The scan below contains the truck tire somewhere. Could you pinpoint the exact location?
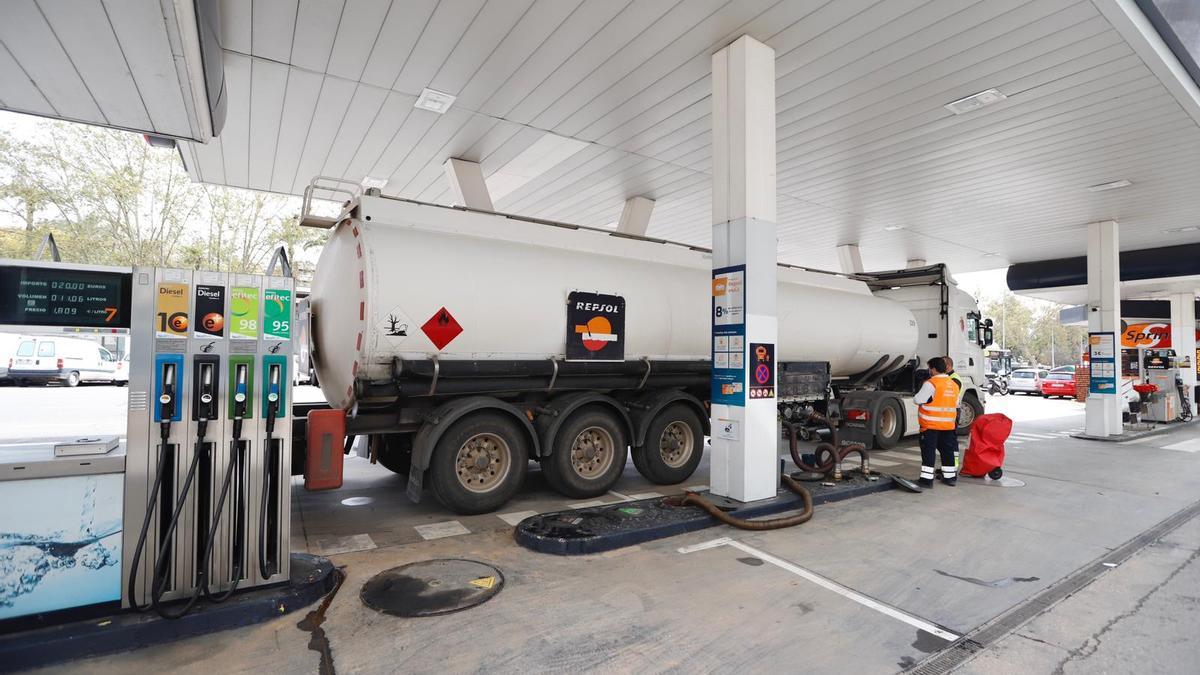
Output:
[632,404,704,485]
[430,411,529,515]
[542,406,629,497]
[376,434,413,476]
[875,399,905,450]
[956,392,983,436]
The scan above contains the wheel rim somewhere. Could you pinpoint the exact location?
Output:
[659,420,696,468]
[455,434,512,492]
[880,406,896,438]
[571,426,617,479]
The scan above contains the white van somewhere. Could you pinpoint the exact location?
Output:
[8,335,116,387]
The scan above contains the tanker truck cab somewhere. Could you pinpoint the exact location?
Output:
[840,264,992,448]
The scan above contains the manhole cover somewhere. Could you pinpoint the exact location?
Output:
[361,558,504,616]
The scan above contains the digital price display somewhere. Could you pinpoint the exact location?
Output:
[0,265,133,328]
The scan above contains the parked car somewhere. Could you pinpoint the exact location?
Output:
[1042,371,1075,399]
[1008,368,1050,395]
[113,354,130,387]
[8,335,116,387]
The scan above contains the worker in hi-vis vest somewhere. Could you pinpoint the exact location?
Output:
[912,357,959,488]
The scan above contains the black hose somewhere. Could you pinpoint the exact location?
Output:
[664,474,812,531]
[125,422,170,611]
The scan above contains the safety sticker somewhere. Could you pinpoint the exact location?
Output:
[377,305,415,345]
[468,577,496,591]
[421,307,462,350]
[263,288,292,340]
[194,283,224,338]
[155,282,190,338]
[229,286,259,340]
[566,291,625,362]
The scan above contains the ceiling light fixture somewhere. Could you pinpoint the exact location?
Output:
[1087,178,1133,192]
[413,86,458,115]
[943,89,1008,115]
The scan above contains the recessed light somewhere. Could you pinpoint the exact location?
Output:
[944,89,1008,115]
[413,86,458,115]
[1087,178,1133,192]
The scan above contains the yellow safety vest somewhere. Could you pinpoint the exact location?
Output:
[917,374,959,431]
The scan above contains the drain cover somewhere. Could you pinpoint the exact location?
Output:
[360,558,504,616]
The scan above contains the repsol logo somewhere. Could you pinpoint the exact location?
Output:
[575,303,620,313]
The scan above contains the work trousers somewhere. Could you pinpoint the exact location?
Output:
[920,429,959,480]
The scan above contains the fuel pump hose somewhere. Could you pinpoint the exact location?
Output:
[664,473,812,531]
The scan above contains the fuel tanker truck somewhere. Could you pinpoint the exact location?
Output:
[296,190,990,514]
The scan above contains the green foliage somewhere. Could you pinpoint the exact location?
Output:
[0,121,322,283]
[982,291,1087,365]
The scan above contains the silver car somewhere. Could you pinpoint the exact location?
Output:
[1008,368,1050,396]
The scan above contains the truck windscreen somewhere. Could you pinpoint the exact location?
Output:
[0,265,132,328]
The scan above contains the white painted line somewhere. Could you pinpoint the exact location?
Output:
[312,534,376,556]
[496,510,538,527]
[679,537,961,641]
[676,537,733,554]
[413,520,470,539]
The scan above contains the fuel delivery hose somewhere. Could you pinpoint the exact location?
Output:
[664,473,812,531]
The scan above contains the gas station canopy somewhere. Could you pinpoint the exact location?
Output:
[0,0,1200,271]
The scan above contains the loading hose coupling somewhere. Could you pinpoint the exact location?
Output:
[662,473,812,531]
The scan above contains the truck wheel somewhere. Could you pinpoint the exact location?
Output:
[632,404,704,485]
[958,392,983,436]
[376,434,413,476]
[430,412,529,515]
[544,407,629,497]
[875,399,904,450]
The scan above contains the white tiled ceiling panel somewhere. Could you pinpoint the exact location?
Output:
[177,0,1200,270]
[0,0,211,139]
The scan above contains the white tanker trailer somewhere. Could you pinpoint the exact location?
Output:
[295,195,985,513]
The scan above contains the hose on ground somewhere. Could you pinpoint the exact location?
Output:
[664,474,812,530]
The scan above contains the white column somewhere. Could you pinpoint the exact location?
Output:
[1171,293,1196,414]
[709,36,779,502]
[838,244,863,274]
[442,157,496,211]
[1084,220,1123,436]
[617,196,654,237]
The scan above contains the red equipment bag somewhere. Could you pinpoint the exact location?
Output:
[962,412,1013,478]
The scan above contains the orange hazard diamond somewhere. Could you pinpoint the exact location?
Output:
[421,307,462,350]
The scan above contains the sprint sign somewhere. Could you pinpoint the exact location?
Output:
[566,291,625,362]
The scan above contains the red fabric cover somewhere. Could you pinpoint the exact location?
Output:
[962,412,1013,477]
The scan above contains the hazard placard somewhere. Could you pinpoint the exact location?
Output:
[421,307,462,350]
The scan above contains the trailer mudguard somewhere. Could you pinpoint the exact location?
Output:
[534,392,634,458]
[406,396,541,503]
[626,389,712,448]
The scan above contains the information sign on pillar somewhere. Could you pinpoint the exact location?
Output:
[709,36,779,502]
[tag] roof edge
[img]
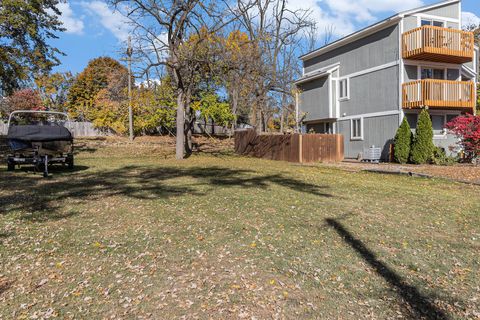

__STATED GOAL__
Reproduce all of the data above verbatim, line for line, omitting the pictures.

__CORRECT ANSWER__
The scan below contains the truck tire somewhere. Could you pinpoint the exact location?
Output:
[632,404,704,485]
[430,411,529,515]
[542,406,629,497]
[376,434,413,476]
[875,399,905,450]
[956,392,983,436]
The scan above contains the wheel rim somewhere. Could you pinpoint the exact location?
Output:
[659,420,696,468]
[455,434,512,492]
[880,406,896,438]
[571,426,617,479]
The scan above contains the white van somewhere. Could you pinpoint the exact location?
Output:
[8,335,116,387]
The scan above contains the tanker truck cab somewhere. Could you pinpoint the exact location?
Output:
[840,264,992,448]
The scan above contains the manhole cover somewhere. Could you pinpoint the exact location?
Output:
[361,558,504,616]
The scan above contains the digital price display somewhere. Could you pinpoint the exact location?
Output:
[0,265,133,328]
The scan above contains the parked car somewhere. Could you pinpoint the exact location?
Output:
[1042,371,1075,399]
[1008,368,1050,395]
[113,354,130,387]
[8,335,116,387]
The scan above contains the worker in hi-vis vest somewhere. Could you pinpoint the exact location?
Output:
[912,357,959,488]
The scan above contains the black hose somewhere. Could you pinpoint the exact location?
Output:
[664,474,812,531]
[125,422,170,611]
The scan above contains the safety sticker somewhere. Could you pinpoint the exact location?
Output:
[377,305,415,345]
[468,577,496,591]
[421,307,462,350]
[263,288,292,340]
[194,283,224,338]
[155,282,190,338]
[229,286,259,340]
[566,291,625,362]
The scan above contains the ceiling light fixture somewhere. Could you pinpoint the exact location?
Output:
[1087,178,1133,192]
[413,86,458,115]
[943,89,1008,115]
The scan above contains the recessed light somewhere. Could you pinpoint the exact location?
Output:
[944,89,1008,115]
[413,86,458,115]
[1087,178,1133,192]
The scan above contains the yellow safety vest somewhere. Could you pinpoint the exact location?
Output:
[917,374,959,431]
The scan above contains the drain cover somewhere. Could you pinpoint the exact location?
Output:
[360,558,504,616]
The scan above contains the repsol logo somewhere. Could you pinpoint the exact location?
Output:
[575,303,620,313]
The scan above contains the work trousers somewhere. Could you pinpoint the exact location?
Output:
[920,429,959,480]
The scan above contains the fuel pump hose somewhere. Could you pinpoint the exact location?
Output:
[664,473,812,531]
The scan above contains the fuel tanker truck somewhere. Could you pinpoint the exact location?
Output:
[296,190,990,514]
The scan above contains the green foliage somewhere. Could you pinpoint the exact location?
Output:
[0,121,322,283]
[982,291,1087,365]
The scan above contains the silver car somewhere. Could you pinpoint the exact location?
Output:
[1008,368,1050,396]
The scan above contains the truck windscreen somewhere. Could you pinpoint the exact location?
Output:
[0,265,132,328]
The scan above contains the white painted line somewhere. Could you pinpoint the exact location?
Output:
[312,534,376,556]
[496,510,538,527]
[679,537,961,641]
[676,537,733,554]
[413,520,470,539]
The scan above contains the fuel delivery hose somewhere. Could you pinpoint the exact location?
Output:
[664,473,812,531]
The scan above contains the gas station canopy somewhere. Could you pinpoint the exact location?
Output:
[0,0,1200,271]
The scan above contains the loading hose coupling somewhere. Could you pinpoint the exact location?
Output:
[662,473,812,531]
The scan above contains the truck wheel somewhere. Could you pinpoint the exact location?
Output:
[632,404,704,485]
[958,392,983,436]
[376,434,413,476]
[430,412,529,515]
[544,407,629,497]
[875,399,904,450]
The scan above contains the white tiled ceiling panel somewhere. Could you pinpoint the exact location?
Output:
[177,0,1200,270]
[0,0,211,139]
The scan above contains the white tanker trailer somewhere. Could you pinpoint the exact location?
Output:
[295,195,985,513]
The scan above contains the hose on ground somewhere. Could you pinpoint the exact location?
Output:
[664,474,812,530]
The scan above contains the white column somewhere. Could you pinpoint the exact location?
Output:
[1171,293,1196,414]
[709,36,779,502]
[838,244,863,274]
[442,157,496,211]
[1084,220,1123,436]
[617,196,654,237]
The scan above contains the red equipment bag somewhere. Could you pinpoint the exact location?
Output:
[962,412,1013,478]
The scan above contains the orange hazard diamond somewhere. Could you pinpoint the exact location?
Output:
[421,307,462,350]
The scan above contains the sprint sign somewhere. Could you pinpoint the exact location?
Output:
[566,291,625,362]
The scan above contains the red fabric cover somewhere. Could you pinpoint the exact location?
Output:
[962,412,1013,477]
The scan above contains the hazard placard somewhere. Could you pinpoint the exact location?
Output:
[421,307,462,350]
The scan above contains the trailer mudguard somewhere. Could you pinpoint the exact location?
Output:
[534,392,634,458]
[406,396,541,503]
[626,389,712,448]
The scan above contains the information sign on pillar somewhere. Could you pinpoint the exact location?
Output:
[709,36,779,502]
[tag] roof edge
[img]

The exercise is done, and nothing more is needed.